WASHINGTON -- National Security Adviser Jake Sullivan fought to hold back tears Thursday as he talked about watching President Joe Biden on the phone informing the families of American hostages held in Russia that their loved ones would be free after a prisoner swap. It was a joyous occasion, topped only by the return of the hostages.

It was, Sullivan offered, "a feat of diplomacy that honestly could only be achieved by a leader like Joe Biden."

Forgive Sullivan for injecting campaign politics into the moment. He was heralding a deal that freed 16 political prisoners from seven countries in exchange for the release of eight Russians who had been detained in the United States, Germany, Norway, Poland and Slovenia.

Sullivan wasn't the only person who was joyous. Russian President Vladimir Putin seemed especially pleased to welcome home assassin Vadim Krasikov, who was serving time in Germany for the 2019 Berlin killing of a former Chechen fighter.

Krasikov's release was a painful concession that Biden nonetheless made because Putin had made it clear there would be no deal with Russia without the hit man's release.

Among the 16 released hostages were American journalists Evan Gershkovich and Alsu Kurmasheva, green-card holder and Pulitzer Prize-winning columnist Vladimir Kara-Murza, and former U.S. Marine Paul Whelan.

"All four have been imprisoned unjustly in Russia," Biden announced.

"Russian authorities arrested them, convicted them in show trials, and sentenced them to long prison terms with absolutely no legitimate reason whatsoever," he added.

▶ [PROVIDED MATERIAL]:
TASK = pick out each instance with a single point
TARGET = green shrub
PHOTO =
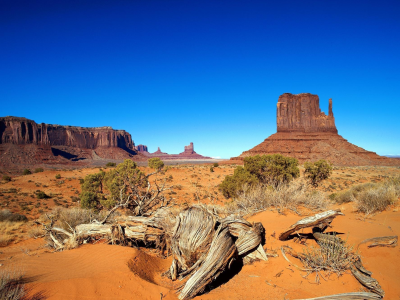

▶ [DIRECTIVE 1]: Copy the passage of the prisoner swap article word for word, from "Among the 16" up to and including "Marine Paul Whelan.".
▶ [DIRECTIVE 2]: Using the prisoner swap article, decide whether each statement agrees with it, answering yes or no and quoting the deciding words: (a) the deal freed 16 political prisoners from seven countries; (b) Vadim Krasikov was serving time in Norway; (c) Paul Whelan is a former U.S. Marine.

▶ [REPLY 1]:
Among the 16 released hostages were American journalists Evan Gershkovich and Alsu Kurmasheva, green-card holder and Pulitzer Prize-winning columnist Vladimir Kara-Murza, and former U.S. Marine Paul Whelan.

▶ [REPLY 2]:
(a) Yes: "freed 16 political prisoners from seven countries"
(b) No: "who was serving time in Germany for the 2019 Berlin killing of a former Chechen fighter"
(c) Yes: "former U.S. Marine Paul Whelan"